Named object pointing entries
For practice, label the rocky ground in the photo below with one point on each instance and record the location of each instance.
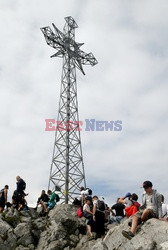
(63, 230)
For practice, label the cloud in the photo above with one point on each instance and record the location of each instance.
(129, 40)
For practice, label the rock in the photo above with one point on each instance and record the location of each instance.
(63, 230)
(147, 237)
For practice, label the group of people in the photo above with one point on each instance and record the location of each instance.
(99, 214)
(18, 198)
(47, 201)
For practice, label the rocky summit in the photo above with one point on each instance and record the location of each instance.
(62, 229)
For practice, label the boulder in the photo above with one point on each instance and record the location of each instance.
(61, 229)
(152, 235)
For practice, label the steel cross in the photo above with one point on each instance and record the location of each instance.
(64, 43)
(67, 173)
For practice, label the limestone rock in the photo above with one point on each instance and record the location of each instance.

* * *

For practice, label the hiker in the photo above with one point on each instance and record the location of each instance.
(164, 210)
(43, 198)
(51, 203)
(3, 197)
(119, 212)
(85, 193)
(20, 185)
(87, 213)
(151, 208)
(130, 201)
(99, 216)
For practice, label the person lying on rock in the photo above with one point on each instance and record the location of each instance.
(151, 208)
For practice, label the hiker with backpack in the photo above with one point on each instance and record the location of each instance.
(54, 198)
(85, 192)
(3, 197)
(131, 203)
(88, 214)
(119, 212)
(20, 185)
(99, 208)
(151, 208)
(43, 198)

What is being asked.
Pick out every line of the records that contains the string "label", treating uppercase and lowercase letters as different, and copy each of those lines.

Solution below.
For practice, label the rocky ground in the photo below with one point on each instance and record the location of each instance.
For practice, label the cloud in the photo above with one point on each instance and record the location of each instance.
For practice, label the rock in the photo above with one point on each instance and record the location of each instance.
For practice, label the group of people in the photo above with one point on each instance and record the location of each instance.
For practice, label the rocky summit in the photo above with one point on each instance and record the location of each instance.
For practice, label the boulder in the photo above with one point on each instance and record the location of each instance.
For practice, label the steel cross in the photo above with one point on each instance and record the location of each instance.
For practice, label the limestone rock in the photo above with one point on each instance and record the location of each instance.
For practice, label the hiker in the photo above with one point on each instance and record the location of each instance.
For practice, label the person lying on rock in the photo above with one point on each instance and record the location of each instance.
For practice, label the hiker with backpack in the photo above with one point on each instance and record the location of each instance.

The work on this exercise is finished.